§ PROBLEM
Please return every line of the records below as a JSON list of strings, one string per line, with blank lines skipped and the pictures left out.

§ SOURCE DATA
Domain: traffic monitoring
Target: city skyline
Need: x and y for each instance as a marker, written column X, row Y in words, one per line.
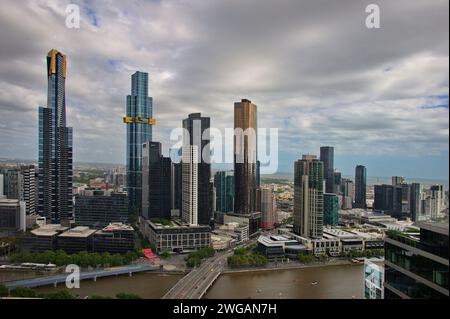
column 395, row 124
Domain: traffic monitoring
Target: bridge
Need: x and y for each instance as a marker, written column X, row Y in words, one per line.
column 58, row 279
column 195, row 284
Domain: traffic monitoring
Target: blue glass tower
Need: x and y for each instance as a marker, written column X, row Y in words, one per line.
column 55, row 146
column 139, row 131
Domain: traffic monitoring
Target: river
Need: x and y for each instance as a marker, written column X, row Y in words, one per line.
column 329, row 282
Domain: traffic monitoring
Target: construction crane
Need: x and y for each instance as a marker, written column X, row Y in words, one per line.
column 129, row 120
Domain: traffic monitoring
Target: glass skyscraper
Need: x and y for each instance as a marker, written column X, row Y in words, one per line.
column 139, row 131
column 55, row 146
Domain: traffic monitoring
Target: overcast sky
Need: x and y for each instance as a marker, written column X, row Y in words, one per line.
column 380, row 96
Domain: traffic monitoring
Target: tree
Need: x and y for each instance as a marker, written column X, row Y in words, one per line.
column 123, row 295
column 4, row 291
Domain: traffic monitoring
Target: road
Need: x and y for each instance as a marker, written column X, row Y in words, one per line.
column 54, row 280
column 195, row 284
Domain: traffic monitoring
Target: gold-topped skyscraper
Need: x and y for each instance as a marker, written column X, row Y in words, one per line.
column 55, row 146
column 245, row 157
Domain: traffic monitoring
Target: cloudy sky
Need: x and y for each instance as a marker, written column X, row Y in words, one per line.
column 380, row 96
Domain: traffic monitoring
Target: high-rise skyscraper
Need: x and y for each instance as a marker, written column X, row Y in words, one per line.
column 29, row 188
column 360, row 186
column 189, row 210
column 308, row 197
column 245, row 157
column 139, row 131
column 224, row 183
column 156, row 182
column 415, row 201
column 55, row 146
column 327, row 157
column 198, row 129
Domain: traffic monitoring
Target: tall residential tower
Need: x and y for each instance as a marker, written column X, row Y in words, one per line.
column 139, row 131
column 55, row 146
column 245, row 157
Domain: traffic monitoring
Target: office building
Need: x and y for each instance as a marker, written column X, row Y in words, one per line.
column 189, row 209
column 360, row 186
column 12, row 215
column 55, row 146
column 176, row 237
column 29, row 188
column 268, row 208
column 76, row 240
column 416, row 264
column 198, row 128
column 327, row 158
column 373, row 280
column 156, row 182
column 245, row 157
column 116, row 238
column 139, row 131
column 99, row 208
column 397, row 180
column 308, row 197
column 224, row 184
column 176, row 186
column 330, row 209
column 415, row 201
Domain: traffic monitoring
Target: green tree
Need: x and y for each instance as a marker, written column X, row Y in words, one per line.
column 127, row 296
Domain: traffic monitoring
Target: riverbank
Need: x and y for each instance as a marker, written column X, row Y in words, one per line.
column 292, row 265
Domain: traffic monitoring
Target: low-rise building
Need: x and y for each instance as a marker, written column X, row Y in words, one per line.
column 76, row 240
column 176, row 236
column 116, row 238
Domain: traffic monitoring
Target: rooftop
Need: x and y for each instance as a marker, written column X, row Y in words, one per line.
column 49, row 230
column 78, row 232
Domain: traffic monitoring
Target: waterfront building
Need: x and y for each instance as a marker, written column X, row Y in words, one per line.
column 245, row 157
column 12, row 215
column 55, row 146
column 139, row 111
column 373, row 280
column 415, row 206
column 308, row 197
column 189, row 208
column 116, row 238
column 99, row 208
column 43, row 239
column 330, row 209
column 416, row 264
column 360, row 186
column 76, row 240
column 198, row 136
column 268, row 208
column 156, row 182
column 224, row 184
column 176, row 236
column 327, row 158
column 279, row 247
column 29, row 188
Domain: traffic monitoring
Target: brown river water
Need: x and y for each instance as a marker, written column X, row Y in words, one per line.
column 330, row 282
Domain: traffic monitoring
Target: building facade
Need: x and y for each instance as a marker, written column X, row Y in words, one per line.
column 245, row 157
column 156, row 182
column 360, row 186
column 308, row 197
column 330, row 209
column 327, row 158
column 139, row 111
column 197, row 134
column 189, row 210
column 224, row 184
column 55, row 146
column 99, row 208
column 416, row 264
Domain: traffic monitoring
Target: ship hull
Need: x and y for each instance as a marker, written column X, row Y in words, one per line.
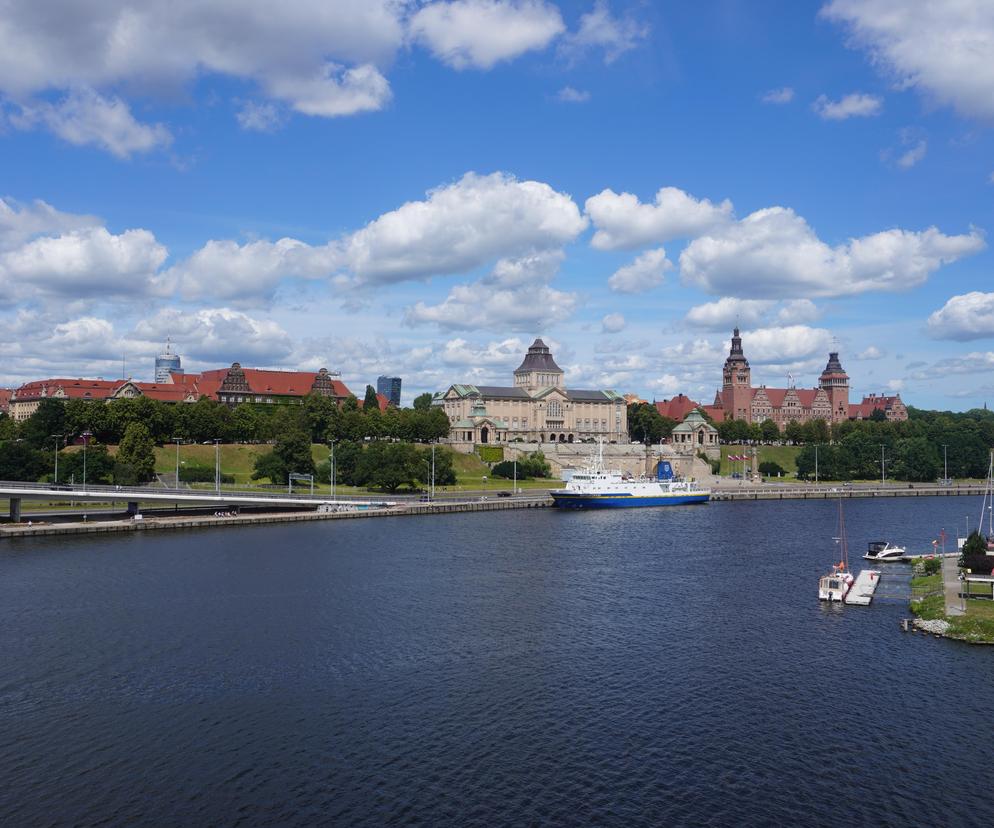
column 567, row 500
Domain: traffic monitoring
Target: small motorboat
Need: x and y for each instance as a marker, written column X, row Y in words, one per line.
column 884, row 552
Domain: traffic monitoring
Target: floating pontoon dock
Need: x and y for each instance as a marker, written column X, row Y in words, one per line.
column 861, row 592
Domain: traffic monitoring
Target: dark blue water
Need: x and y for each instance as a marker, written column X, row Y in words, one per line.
column 645, row 667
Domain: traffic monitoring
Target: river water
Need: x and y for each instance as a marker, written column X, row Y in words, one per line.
column 633, row 667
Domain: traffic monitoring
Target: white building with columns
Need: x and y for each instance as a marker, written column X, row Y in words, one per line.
column 537, row 408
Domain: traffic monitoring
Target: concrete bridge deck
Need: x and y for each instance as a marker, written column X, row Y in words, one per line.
column 17, row 492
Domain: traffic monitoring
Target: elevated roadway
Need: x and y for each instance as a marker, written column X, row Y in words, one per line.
column 16, row 492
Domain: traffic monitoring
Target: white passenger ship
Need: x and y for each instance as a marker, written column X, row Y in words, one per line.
column 598, row 488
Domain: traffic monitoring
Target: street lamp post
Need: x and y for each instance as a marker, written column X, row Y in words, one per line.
column 177, row 440
column 57, row 438
column 331, row 468
column 86, row 441
column 217, row 466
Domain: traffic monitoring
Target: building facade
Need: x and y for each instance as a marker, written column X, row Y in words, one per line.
column 235, row 385
column 537, row 408
column 389, row 387
column 739, row 400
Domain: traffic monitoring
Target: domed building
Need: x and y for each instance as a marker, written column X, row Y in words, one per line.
column 537, row 408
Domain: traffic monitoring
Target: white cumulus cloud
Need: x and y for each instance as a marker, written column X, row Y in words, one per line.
column 85, row 117
column 775, row 253
column 462, row 226
column 783, row 95
column 570, row 95
column 854, row 105
column 89, row 262
column 730, row 311
column 624, row 221
column 21, row 222
column 482, row 33
column 218, row 335
column 944, row 49
column 645, row 273
column 599, row 29
column 613, row 323
column 785, row 345
column 964, row 317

§ SOLUTION
[
  "Domain: traffic monitoring",
  "Target: city skyline",
  "Need: x and y for each instance as a marker, written column X, row Y in words, one per line.",
  "column 395, row 124",
  "Domain: traffic monitoring",
  "Target: bridge",
  "Need: x and y for each instance as a marker, written column X, row Y in words, one per line.",
  "column 58, row 279",
  "column 195, row 284",
  "Domain: traffic monitoring",
  "Target: blue glass tower",
  "Need: x and y for each instance as a marker, written column X, row Y in words, one per line.",
  "column 55, row 146",
  "column 139, row 131",
  "Domain: traffic monitoring",
  "Target: river",
  "Need: x and y for each instance as a marker, written column X, row Y in words, one per line.",
  "column 329, row 282",
  "Domain: traffic monitoring",
  "Target: construction crane",
  "Need: x and y for each instance as a marker, written column X, row Y in words, one per line.",
  "column 129, row 120",
  "Domain: traffic monitoring",
  "Target: glass skyscraper",
  "Need: x and y for each instance as a marker, written column X, row Y in words, one per line.",
  "column 139, row 131",
  "column 55, row 146",
  "Domain: traffic monitoring",
  "Target: overcast sky",
  "Need: x and y for each instance as a marker, written column X, row Y in words, one per line.",
  "column 380, row 96",
  "Domain: traffic monitoring",
  "Target: tree",
  "Need: x and y for each instance as a marker, written column X, row Y in words, one per line.",
  "column 123, row 295",
  "column 4, row 291",
  "Domain: traffic monitoring",
  "Target: road",
  "Need: x and y for each instance as a marker, written column X, row Y in words, one per line.",
  "column 54, row 280",
  "column 195, row 284",
  "Domain: traffic monitoring",
  "Target: gold-topped skyscraper",
  "Need: x and y for each instance as a marker, written column X, row Y in words, one per line.",
  "column 55, row 146",
  "column 245, row 157",
  "Domain: traffic monitoring",
  "Target: cloudy sky",
  "Need: x and y for each instance as a marker, written column X, row Y in words, one per line.",
  "column 380, row 96",
  "Domain: traffic monitoring",
  "Target: high-rise skyscraper",
  "Need: x and y for each instance as a marker, written column X, row Y in words, one per line.",
  "column 29, row 188",
  "column 360, row 186",
  "column 189, row 210",
  "column 308, row 197",
  "column 245, row 157",
  "column 139, row 131",
  "column 224, row 183",
  "column 156, row 182",
  "column 415, row 201",
  "column 55, row 146",
  "column 327, row 157",
  "column 198, row 129",
  "Domain: traffic monitoring",
  "Target: tall residential tower",
  "Need: x and y for each instance as a marker, written column X, row Y in words, one per line.",
  "column 139, row 131",
  "column 55, row 146",
  "column 245, row 157",
  "Domain: traffic monitoring",
  "Target: office building",
  "Need: x and y for each instance as a marker, written column X, row Y in words, one per line.",
  "column 189, row 209",
  "column 360, row 186",
  "column 12, row 215",
  "column 55, row 146",
  "column 176, row 237",
  "column 29, row 188",
  "column 268, row 208",
  "column 76, row 240",
  "column 416, row 264",
  "column 198, row 128",
  "column 327, row 158",
  "column 373, row 280",
  "column 156, row 182",
  "column 245, row 157",
  "column 116, row 238",
  "column 139, row 131",
  "column 99, row 208",
  "column 397, row 180",
  "column 308, row 197",
  "column 224, row 184",
  "column 176, row 186",
  "column 330, row 209",
  "column 415, row 201",
  "Domain: traffic monitoring",
  "Target: green tree",
  "Need: x and y for each instance as a marker, written column X, row Y in words, one per line.",
  "column 127, row 296",
  "Domain: traffic monitoring",
  "Target: riverbank",
  "Need: x and y for each instance as a marker, written column X, row Y in words, one per line.",
  "column 292, row 265",
  "Domain: traffic monitoring",
  "Target: low-rise building",
  "Need: x and y for each instance as a marker, written column X, row Y in words, one per line.",
  "column 76, row 240",
  "column 176, row 236",
  "column 116, row 238",
  "Domain: traffic monitoring",
  "Target: rooftop",
  "Need: x and y for each instance as a marker, written column X, row Y in words, one per line.",
  "column 49, row 230",
  "column 78, row 232",
  "Domain: traffic monitoring",
  "Target: waterfront building",
  "Need: x and y for each instance as a marker, written column X, row Y in words, one per line.",
  "column 245, row 157",
  "column 12, row 215",
  "column 55, row 146",
  "column 139, row 111",
  "column 373, row 280",
  "column 415, row 206",
  "column 308, row 197",
  "column 189, row 208",
  "column 116, row 238",
  "column 99, row 208",
  "column 43, row 239",
  "column 330, row 209",
  "column 416, row 264",
  "column 360, row 186",
  "column 76, row 240",
  "column 198, row 136",
  "column 268, row 208",
  "column 156, row 182",
  "column 224, row 184",
  "column 176, row 236",
  "column 327, row 158",
  "column 279, row 247",
  "column 29, row 188",
  "Domain: traffic monitoring",
  "Target: brown river water",
  "Need: x and y for each instance as a marker, written column X, row Y in words, one per line.",
  "column 330, row 282",
  "Domain: traffic monitoring",
  "Target: building facade",
  "Need: x and y for each instance as a marker, written column X, row Y in words, one per line.",
  "column 245, row 157",
  "column 156, row 182",
  "column 360, row 186",
  "column 308, row 197",
  "column 330, row 209",
  "column 327, row 158",
  "column 139, row 111",
  "column 197, row 134",
  "column 189, row 210",
  "column 224, row 184",
  "column 55, row 146",
  "column 99, row 208",
  "column 416, row 264",
  "Domain: traffic monitoring",
  "Target: ship hull",
  "Need: x and y for each instance as a marker, written column X, row Y in words, one per line.",
  "column 567, row 500",
  "Domain: traffic monitoring",
  "Target: small motorboat",
  "Need: x and y for each instance as a marker, written column X, row Y in words, one per line.",
  "column 884, row 552",
  "Domain: traffic monitoring",
  "Target: floating pontoon dock",
  "Need: x and y for each instance as a marker, written column X, row Y in words, one per line.",
  "column 861, row 592",
  "Domain: traffic monitoring",
  "Target: dark blue water",
  "Need: x and y for each instance as a marker, written column X, row Y in words, one per line.",
  "column 645, row 667",
  "Domain: traffic monitoring",
  "Target: river water",
  "Need: x and y for each instance as a marker, written column X, row Y in words, one per line.",
  "column 633, row 667",
  "Domain: traffic monitoring",
  "Target: white building with columns",
  "Need: x and y for each instance as a marker, written column X, row Y in words, one per line.",
  "column 537, row 408",
  "Domain: traffic monitoring",
  "Target: concrete bridge deck",
  "Need: x and y for each instance as a marker, written column X, row Y in words, one per line.",
  "column 17, row 492",
  "Domain: traffic monitoring",
  "Target: elevated roadway",
  "Need: x and y for each instance as a marker, written column X, row Y in words, one per line.",
  "column 16, row 492",
  "Domain: traffic monitoring",
  "Target: white passenger ship",
  "Need: x and y for each instance as a marker, written column X, row Y in words, one per line.",
  "column 598, row 488",
  "Domain: traffic monitoring",
  "Target: street lamp post",
  "Need: x and y for each instance as a marker, written column X, row Y in words, one per line.",
  "column 177, row 440",
  "column 57, row 438",
  "column 331, row 468",
  "column 86, row 441",
  "column 217, row 466",
  "Domain: traffic monitoring",
  "Target: building facade",
  "Need: x and y for each instance as a marker, written column X, row Y in words, one per line.",
  "column 235, row 385",
  "column 537, row 408",
  "column 389, row 387",
  "column 739, row 400",
  "Domain: traffic monitoring",
  "Target: domed building",
  "Need: x and y for each instance as a marker, written column X, row Y in words, one per line.",
  "column 537, row 408",
  "Domain: traffic monitoring",
  "Target: white cumulus cloud",
  "Need: x and y for each instance as a marker, written column X, row Y in words, one per line.",
  "column 85, row 117",
  "column 775, row 253",
  "column 462, row 226",
  "column 783, row 95",
  "column 570, row 95",
  "column 854, row 105",
  "column 89, row 262",
  "column 730, row 311",
  "column 624, row 221",
  "column 21, row 222",
  "column 482, row 33",
  "column 218, row 335",
  "column 944, row 49",
  "column 645, row 273",
  "column 599, row 29",
  "column 613, row 323",
  "column 785, row 345",
  "column 964, row 317"
]